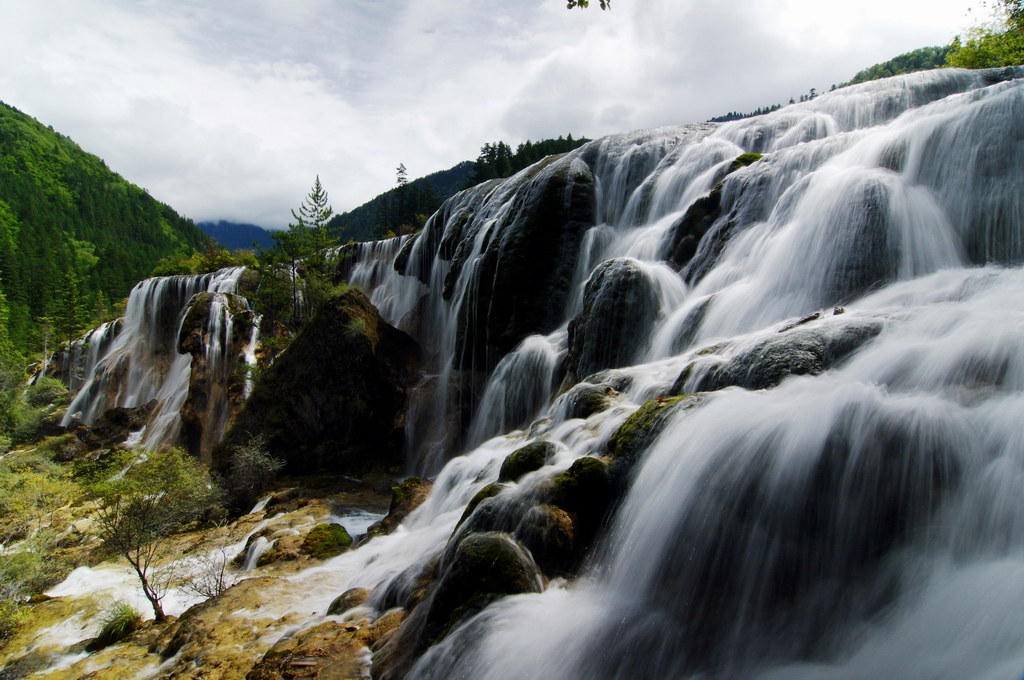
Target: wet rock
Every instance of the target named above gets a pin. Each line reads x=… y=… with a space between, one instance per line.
x=587 y=398
x=621 y=306
x=485 y=567
x=216 y=390
x=803 y=348
x=114 y=426
x=406 y=497
x=548 y=533
x=521 y=461
x=329 y=651
x=634 y=436
x=683 y=239
x=584 y=487
x=335 y=400
x=524 y=275
x=352 y=597
x=326 y=541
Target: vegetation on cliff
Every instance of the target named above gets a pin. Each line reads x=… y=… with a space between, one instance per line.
x=74 y=236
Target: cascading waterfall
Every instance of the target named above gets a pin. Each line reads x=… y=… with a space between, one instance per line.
x=842 y=499
x=143 y=363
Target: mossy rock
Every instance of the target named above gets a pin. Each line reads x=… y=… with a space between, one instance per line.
x=802 y=348
x=352 y=597
x=489 y=491
x=326 y=541
x=527 y=459
x=485 y=567
x=743 y=160
x=584 y=487
x=586 y=398
x=406 y=497
x=640 y=429
x=335 y=401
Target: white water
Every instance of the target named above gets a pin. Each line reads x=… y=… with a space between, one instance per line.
x=864 y=522
x=143 y=364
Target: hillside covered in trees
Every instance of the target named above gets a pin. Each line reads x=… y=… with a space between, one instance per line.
x=75 y=237
x=407 y=207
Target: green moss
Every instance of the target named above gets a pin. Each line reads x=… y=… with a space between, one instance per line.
x=326 y=541
x=531 y=457
x=743 y=160
x=403 y=491
x=489 y=491
x=119 y=622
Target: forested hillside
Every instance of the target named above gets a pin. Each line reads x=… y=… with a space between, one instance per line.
x=74 y=236
x=237 y=236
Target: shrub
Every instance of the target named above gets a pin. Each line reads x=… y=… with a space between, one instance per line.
x=252 y=471
x=119 y=622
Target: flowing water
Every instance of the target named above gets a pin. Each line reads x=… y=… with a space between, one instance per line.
x=860 y=517
x=141 y=362
x=862 y=522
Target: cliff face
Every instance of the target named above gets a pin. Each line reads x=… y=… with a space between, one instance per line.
x=335 y=399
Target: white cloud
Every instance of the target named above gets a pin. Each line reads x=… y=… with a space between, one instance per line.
x=228 y=110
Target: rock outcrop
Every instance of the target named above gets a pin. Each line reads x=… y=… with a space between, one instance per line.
x=335 y=399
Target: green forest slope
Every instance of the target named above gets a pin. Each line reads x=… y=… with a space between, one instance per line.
x=74 y=236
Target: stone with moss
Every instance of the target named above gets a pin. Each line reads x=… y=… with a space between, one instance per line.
x=548 y=533
x=406 y=497
x=489 y=491
x=527 y=459
x=325 y=541
x=743 y=160
x=485 y=567
x=584 y=487
x=640 y=429
x=336 y=400
x=587 y=398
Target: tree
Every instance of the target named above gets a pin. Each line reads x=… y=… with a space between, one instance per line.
x=153 y=500
x=300 y=260
x=998 y=43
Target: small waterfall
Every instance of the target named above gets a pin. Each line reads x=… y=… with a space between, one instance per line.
x=143 y=364
x=256 y=548
x=843 y=499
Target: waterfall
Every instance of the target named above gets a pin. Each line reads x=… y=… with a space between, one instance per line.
x=143 y=363
x=842 y=497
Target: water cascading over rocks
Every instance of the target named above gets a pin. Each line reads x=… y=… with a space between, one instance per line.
x=848 y=494
x=168 y=322
x=727 y=415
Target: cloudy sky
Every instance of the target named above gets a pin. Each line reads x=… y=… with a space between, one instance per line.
x=228 y=109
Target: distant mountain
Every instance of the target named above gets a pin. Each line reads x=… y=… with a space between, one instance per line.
x=402 y=205
x=406 y=207
x=75 y=237
x=237 y=236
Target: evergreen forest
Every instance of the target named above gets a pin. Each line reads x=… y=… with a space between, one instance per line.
x=75 y=237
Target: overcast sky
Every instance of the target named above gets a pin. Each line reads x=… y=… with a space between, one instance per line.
x=228 y=109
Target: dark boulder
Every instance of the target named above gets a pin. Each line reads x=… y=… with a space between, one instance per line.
x=406 y=497
x=521 y=461
x=335 y=399
x=800 y=349
x=352 y=597
x=621 y=307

--

§ **WHAT TO WORK ON**
Omit the pictures, and quote the material above exactly as given.

§ **FULL RESPONSE**
Target: wet rock
Every instance of the target named above gets a pin. Each line reads x=… y=… with a space between, one instance per line.
x=587 y=398
x=621 y=306
x=485 y=567
x=216 y=390
x=803 y=348
x=114 y=426
x=406 y=497
x=548 y=533
x=521 y=461
x=329 y=651
x=634 y=436
x=683 y=239
x=584 y=487
x=335 y=400
x=524 y=275
x=352 y=597
x=326 y=541
Target: vegetation on cliff
Every instance of the target named above gets a pin. Each line reads x=… y=… with a space between, one instance per line.
x=74 y=236
Target: cascading waterfall
Every instance of the target named above gets a pin. Each line reads x=… y=… with a space between, one instance per line.
x=842 y=499
x=143 y=363
Target: mossy rock
Every instance of the target named above gets a pin. Each line reads x=… y=… with a space between, one instance per line.
x=802 y=348
x=352 y=597
x=489 y=491
x=326 y=541
x=527 y=459
x=485 y=567
x=743 y=160
x=584 y=487
x=586 y=398
x=406 y=497
x=640 y=429
x=335 y=401
Target: white water
Every instance of the target named above gets a pin. Each line reads x=… y=… with a space between, one instance per line.
x=864 y=522
x=143 y=364
Target: hillside covered in trees
Every instance of the target named above gets a pin. Each line reads x=… y=… with a space between, one instance per line.
x=75 y=237
x=407 y=207
Target: green moss
Every instance of the target named above gets a pin. Each line reads x=… y=… with a space between, one instance per line.
x=326 y=541
x=531 y=457
x=743 y=160
x=403 y=491
x=489 y=491
x=119 y=622
Target: forested hillside
Every instance of the target named above gets a pin. Each line reads x=… y=… with a space between, one instance per line.
x=74 y=236
x=237 y=236
Target: shrub
Every instance of the target named above gets a pin. Each line reads x=… y=… with a space between, one instance per line.
x=252 y=471
x=119 y=622
Target: flowing water
Every instance of the target named above gets a pin. Each line reads x=… y=… with a space between, one instance per line.
x=860 y=517
x=141 y=362
x=862 y=522
Target: cliff face
Every instance of the target named above gets a pin. Each line reads x=… y=… with a space between, one instance per line.
x=335 y=399
Target: white cloud
Every instance of the target named above gets a pin. Each line reads x=… y=… with a space between, one instance per line.
x=228 y=110
Target: rock outcrop
Every instance of the target named above gets a pin. Each line reads x=… y=… with a space between, one instance per line.
x=335 y=399
Target: green forest slope
Every instance of the target named above gets a pin. Each line reads x=… y=… with a space between, one instance per line.
x=74 y=236
Target: stone with moss
Every instance of the target named above gets a pin. Each line reads x=… y=… with a space between, one instance per line.
x=548 y=533
x=406 y=497
x=489 y=491
x=527 y=459
x=325 y=541
x=743 y=160
x=485 y=567
x=584 y=487
x=640 y=429
x=336 y=400
x=587 y=398
Target: tree
Every instance of the target named above gets a pin. Each line reads x=… y=… with a space between, one instance per line.
x=153 y=500
x=300 y=260
x=998 y=43
Target: small waterfall
Every instance of the target named above gets a pin. Each line reads x=… y=… with a space between, one instance per line.
x=143 y=364
x=256 y=548
x=843 y=499
Target: waterfall
Every instance of the target named above gets a pin. Each line reads x=… y=… with a space between, one instance per line.
x=143 y=363
x=842 y=497
Target: water cascading over rocks
Every instance of the target named above gets a pin. Each line reads x=… y=… with a space between, one instance per line.
x=848 y=494
x=168 y=322
x=727 y=415
Target: cloudy sky
Every instance of the target named above gets a pin. Each line reads x=… y=… with a space between, one instance per line.
x=228 y=109
Target: distant mountain
Every instance of the target named above gets a pin. Each line reads x=… y=… with a space between, one instance per line.
x=402 y=205
x=406 y=207
x=75 y=237
x=237 y=236
Target: evergreen forest
Every instance of the target named above gets a pin. Each line reads x=… y=… with a space between, one instance per line.
x=75 y=237
Target: overcast sky
Every instance of the target named above gets a pin. Each line reads x=… y=… with a space between, one instance per line.
x=228 y=109
Target: dark boulder
Every instance of the target named above gets a pin. Each line reads x=… y=… with a space between, one instance per line.
x=406 y=497
x=521 y=461
x=335 y=399
x=800 y=349
x=352 y=597
x=621 y=307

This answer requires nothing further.